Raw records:
────────────────
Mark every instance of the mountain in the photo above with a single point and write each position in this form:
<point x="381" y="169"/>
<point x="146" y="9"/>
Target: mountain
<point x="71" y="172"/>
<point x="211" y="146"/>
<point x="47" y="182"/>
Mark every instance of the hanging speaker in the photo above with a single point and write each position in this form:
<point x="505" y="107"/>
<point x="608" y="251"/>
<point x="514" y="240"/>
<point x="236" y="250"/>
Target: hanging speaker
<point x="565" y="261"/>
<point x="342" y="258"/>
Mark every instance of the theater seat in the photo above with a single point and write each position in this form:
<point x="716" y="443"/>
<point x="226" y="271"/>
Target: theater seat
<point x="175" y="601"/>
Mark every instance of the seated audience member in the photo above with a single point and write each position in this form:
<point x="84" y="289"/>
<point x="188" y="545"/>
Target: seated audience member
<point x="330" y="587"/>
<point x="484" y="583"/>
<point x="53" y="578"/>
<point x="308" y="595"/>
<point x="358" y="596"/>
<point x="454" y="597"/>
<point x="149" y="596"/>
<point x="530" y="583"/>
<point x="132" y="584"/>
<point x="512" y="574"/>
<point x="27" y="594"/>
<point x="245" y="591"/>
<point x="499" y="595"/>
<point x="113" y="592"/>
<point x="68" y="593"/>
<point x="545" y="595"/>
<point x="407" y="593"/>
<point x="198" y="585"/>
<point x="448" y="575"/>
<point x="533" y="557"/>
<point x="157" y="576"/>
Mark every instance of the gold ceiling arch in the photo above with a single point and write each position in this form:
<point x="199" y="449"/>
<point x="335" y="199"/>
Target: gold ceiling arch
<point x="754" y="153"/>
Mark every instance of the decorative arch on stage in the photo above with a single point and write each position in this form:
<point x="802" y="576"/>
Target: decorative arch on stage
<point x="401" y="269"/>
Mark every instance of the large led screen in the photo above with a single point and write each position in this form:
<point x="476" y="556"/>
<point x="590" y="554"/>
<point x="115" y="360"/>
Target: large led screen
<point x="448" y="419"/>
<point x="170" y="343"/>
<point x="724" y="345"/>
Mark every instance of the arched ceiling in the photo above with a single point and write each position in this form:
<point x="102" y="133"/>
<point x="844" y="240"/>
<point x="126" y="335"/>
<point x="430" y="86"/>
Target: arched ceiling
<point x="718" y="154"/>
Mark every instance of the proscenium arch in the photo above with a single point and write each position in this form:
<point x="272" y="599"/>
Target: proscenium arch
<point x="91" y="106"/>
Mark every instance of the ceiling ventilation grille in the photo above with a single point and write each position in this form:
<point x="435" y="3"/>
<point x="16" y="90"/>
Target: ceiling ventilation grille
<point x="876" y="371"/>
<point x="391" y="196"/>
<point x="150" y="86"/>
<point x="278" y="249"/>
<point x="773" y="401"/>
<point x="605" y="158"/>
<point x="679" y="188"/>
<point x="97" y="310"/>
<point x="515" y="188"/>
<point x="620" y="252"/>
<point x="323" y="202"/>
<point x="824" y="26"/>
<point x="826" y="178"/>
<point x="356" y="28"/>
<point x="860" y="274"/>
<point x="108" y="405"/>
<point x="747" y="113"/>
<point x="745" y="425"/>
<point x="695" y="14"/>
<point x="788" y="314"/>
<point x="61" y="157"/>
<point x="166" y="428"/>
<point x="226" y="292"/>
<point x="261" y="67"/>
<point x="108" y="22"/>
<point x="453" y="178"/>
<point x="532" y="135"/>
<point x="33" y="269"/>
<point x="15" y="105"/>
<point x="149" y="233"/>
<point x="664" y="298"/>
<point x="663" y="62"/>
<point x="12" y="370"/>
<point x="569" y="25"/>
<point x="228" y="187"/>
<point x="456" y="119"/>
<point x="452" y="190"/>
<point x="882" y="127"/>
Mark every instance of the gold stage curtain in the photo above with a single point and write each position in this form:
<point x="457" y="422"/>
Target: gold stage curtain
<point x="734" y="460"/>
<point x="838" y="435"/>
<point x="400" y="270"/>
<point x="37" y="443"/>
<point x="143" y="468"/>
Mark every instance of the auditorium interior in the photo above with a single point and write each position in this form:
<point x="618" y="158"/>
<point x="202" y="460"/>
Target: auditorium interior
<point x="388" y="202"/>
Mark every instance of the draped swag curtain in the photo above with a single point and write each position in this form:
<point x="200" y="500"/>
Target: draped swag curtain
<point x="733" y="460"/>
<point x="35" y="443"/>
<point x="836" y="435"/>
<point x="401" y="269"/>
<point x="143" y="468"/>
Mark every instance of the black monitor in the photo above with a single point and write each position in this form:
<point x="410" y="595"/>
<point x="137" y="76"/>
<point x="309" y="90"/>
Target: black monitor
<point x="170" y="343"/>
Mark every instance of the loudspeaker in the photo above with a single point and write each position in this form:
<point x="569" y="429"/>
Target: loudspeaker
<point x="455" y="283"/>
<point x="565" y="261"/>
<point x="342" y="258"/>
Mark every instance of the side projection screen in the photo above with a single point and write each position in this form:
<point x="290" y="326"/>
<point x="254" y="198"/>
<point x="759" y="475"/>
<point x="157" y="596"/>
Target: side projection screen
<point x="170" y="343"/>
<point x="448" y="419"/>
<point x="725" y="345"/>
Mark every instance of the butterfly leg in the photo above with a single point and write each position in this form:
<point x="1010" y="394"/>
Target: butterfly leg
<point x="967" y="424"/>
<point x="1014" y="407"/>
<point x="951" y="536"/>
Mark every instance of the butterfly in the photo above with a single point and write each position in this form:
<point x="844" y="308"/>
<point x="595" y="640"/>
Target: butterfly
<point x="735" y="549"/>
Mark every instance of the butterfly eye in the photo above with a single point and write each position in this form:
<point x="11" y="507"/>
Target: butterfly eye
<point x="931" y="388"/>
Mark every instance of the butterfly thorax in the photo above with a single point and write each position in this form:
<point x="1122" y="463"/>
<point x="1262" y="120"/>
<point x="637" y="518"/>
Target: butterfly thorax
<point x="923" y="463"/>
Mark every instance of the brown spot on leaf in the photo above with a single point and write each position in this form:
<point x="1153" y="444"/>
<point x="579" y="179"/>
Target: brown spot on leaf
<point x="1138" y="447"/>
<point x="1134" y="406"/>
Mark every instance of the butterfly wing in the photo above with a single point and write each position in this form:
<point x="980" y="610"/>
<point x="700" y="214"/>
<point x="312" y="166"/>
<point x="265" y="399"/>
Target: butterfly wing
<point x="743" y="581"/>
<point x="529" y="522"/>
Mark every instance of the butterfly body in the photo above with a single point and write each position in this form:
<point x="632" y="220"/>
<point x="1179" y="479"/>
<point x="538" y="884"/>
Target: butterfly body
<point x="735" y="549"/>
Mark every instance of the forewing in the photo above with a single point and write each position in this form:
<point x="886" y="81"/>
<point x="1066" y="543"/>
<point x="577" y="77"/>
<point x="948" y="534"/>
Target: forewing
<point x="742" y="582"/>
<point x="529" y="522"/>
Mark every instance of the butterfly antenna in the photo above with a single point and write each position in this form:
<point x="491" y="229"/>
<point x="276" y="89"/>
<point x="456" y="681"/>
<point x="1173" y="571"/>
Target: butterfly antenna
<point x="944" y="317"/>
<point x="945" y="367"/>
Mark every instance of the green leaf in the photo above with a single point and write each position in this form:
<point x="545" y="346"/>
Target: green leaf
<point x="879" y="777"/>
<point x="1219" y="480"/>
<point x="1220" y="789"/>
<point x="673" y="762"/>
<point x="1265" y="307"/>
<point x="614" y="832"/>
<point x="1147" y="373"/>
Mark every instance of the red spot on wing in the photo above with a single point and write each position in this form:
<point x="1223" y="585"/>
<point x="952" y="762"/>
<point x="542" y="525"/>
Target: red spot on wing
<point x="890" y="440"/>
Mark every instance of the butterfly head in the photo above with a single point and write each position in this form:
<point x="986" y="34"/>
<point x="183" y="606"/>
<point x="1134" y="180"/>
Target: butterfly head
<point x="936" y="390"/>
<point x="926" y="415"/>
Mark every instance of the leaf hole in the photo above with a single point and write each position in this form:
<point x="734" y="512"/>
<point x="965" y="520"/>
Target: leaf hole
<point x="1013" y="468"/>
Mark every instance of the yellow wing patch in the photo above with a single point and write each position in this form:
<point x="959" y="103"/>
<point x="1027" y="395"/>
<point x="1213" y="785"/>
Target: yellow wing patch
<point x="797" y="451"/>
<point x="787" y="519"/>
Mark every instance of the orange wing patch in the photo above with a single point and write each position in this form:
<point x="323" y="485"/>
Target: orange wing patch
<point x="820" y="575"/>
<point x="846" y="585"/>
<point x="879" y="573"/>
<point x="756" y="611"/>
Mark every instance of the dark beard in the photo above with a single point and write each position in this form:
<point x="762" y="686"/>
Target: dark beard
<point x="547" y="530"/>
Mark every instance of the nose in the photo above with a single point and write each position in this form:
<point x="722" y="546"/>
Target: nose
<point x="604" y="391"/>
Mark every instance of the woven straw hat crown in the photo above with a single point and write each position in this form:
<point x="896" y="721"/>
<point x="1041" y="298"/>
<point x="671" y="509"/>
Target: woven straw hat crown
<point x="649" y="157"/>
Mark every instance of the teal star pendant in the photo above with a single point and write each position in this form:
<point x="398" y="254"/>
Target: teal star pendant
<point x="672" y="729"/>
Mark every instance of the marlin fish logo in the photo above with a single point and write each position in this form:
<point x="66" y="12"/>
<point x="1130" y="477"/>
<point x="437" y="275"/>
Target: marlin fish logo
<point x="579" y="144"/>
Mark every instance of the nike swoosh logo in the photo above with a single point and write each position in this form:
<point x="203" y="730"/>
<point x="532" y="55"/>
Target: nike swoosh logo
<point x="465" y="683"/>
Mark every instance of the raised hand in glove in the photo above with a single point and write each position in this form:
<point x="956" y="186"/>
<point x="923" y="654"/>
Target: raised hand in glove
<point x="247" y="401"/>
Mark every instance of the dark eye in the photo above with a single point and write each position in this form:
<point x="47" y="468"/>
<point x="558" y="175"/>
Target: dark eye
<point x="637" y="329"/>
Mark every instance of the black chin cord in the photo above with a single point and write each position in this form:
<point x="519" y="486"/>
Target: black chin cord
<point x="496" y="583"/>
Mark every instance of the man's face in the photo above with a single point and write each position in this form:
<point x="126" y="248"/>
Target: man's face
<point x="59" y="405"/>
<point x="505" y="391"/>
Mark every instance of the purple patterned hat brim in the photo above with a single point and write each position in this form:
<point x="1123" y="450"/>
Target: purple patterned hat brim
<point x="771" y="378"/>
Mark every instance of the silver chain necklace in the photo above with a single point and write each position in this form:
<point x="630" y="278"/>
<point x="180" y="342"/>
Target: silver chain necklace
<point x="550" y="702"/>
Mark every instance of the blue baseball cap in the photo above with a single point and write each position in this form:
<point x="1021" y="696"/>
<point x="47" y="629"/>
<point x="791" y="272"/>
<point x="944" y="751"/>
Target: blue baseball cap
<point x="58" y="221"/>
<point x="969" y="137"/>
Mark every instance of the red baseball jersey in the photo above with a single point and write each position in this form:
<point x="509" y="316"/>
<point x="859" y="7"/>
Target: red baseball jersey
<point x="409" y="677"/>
────────────────
▶ [Exercise]
Nothing outside the span should appear: transcribe the lines from the one containing "Mark every instance of the silver" through the last line of the records.

▶ [In response]
Mark every instance of the silver chain necklace in the photo above with a single point and write each position in this form:
<point x="630" y="278"/>
<point x="180" y="342"/>
Target: silver chain necklace
<point x="550" y="702"/>
Mark every instance of the blue baseball cap in the photo above with a single point and write each position in this form:
<point x="1021" y="696"/>
<point x="47" y="629"/>
<point x="791" y="272"/>
<point x="944" y="751"/>
Target: blue baseball cap
<point x="58" y="221"/>
<point x="969" y="137"/>
Mark every instance of the red baseball jersey in the photo above with a single point and write each position in this form:
<point x="509" y="316"/>
<point x="859" y="7"/>
Target: red baseball jersey
<point x="409" y="677"/>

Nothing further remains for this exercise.